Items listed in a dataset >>
• • • • • • •
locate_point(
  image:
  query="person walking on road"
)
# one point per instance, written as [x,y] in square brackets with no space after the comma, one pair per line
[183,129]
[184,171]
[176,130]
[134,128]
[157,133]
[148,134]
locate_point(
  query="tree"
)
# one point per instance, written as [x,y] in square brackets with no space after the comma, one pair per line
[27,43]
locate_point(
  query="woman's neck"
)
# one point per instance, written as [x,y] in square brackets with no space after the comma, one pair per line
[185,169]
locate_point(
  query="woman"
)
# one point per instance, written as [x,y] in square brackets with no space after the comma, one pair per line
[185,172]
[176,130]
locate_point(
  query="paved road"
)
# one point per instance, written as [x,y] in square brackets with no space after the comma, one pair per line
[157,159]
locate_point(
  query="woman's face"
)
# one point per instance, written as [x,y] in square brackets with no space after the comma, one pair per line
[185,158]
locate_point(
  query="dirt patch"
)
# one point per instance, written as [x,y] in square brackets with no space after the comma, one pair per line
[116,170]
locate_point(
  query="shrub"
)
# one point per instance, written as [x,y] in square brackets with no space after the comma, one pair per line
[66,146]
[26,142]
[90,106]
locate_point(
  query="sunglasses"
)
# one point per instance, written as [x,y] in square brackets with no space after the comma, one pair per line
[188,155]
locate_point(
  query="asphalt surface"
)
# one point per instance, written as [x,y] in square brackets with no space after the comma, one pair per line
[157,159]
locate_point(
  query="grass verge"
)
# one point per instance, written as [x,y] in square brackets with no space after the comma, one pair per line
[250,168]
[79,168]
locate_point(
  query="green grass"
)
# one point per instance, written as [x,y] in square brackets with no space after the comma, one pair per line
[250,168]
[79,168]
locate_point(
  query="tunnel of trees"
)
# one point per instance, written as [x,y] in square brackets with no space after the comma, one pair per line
• • • • • • •
Written instruction >> What is needed here is an exact reproduction of all the entries.

Reply >>
locate_point(
  image:
  query="person walking on road"
)
# one point per instance, written as [x,y] in square brackets with no space after the comma, one pair per line
[183,129]
[184,171]
[176,130]
[134,128]
[157,133]
[148,134]
locate_point(
  query="tree"
)
# one point per instance, written as [x,y] in square brackets with no space after the comma, one pair per line
[27,43]
locate_point(
  query="woman's neck"
)
# one point per instance, written as [x,y] in square brackets with no space after the comma, one pair per line
[185,169]
locate_point(
  query="woman"
)
# one point per instance, written as [x,y] in square brackets with no space after the comma, one pair per line
[185,172]
[176,130]
locate_point(
  query="paved road"
)
# one point per instance, written as [x,y] in square brackets with no space after the comma, one pair per line
[157,159]
locate_point(
  query="woman's face"
)
# one point per instance, written as [x,y] in square brackets with no space after the comma, one pair per line
[185,158]
locate_point(
  query="dirt patch"
)
# one point per instance, written as [x,y] in square brackets with no space after the comma, one pair per line
[116,170]
locate_point(
  query="shrub"
)
# one point per instance, written as [x,y] in square brackets with no space after the comma, one pair per line
[66,146]
[26,142]
[90,106]
locate_point(
  query="sunglasses"
)
# one point per instance, written as [x,y] in square brackets with no space after the comma, one pair per line
[188,155]
locate_point(
  query="asphalt surface"
)
# one point per instance, written as [x,y] in square brackets with no space after the comma, one pair per line
[157,159]
locate_point(
  query="grass verge"
)
# one point per instance, written as [x,y] in square brackets with no space after the comma, one pair per line
[250,168]
[79,168]
locate_point(
  query="green grass"
)
# one point per instance, written as [x,y] in square brackets with no space after the comma, one pair per line
[250,168]
[79,168]
locate_point(
  query="tunnel of trees"
)
# one point per instance, written as [x,y] in square brackets with no space after the comma, one pair per line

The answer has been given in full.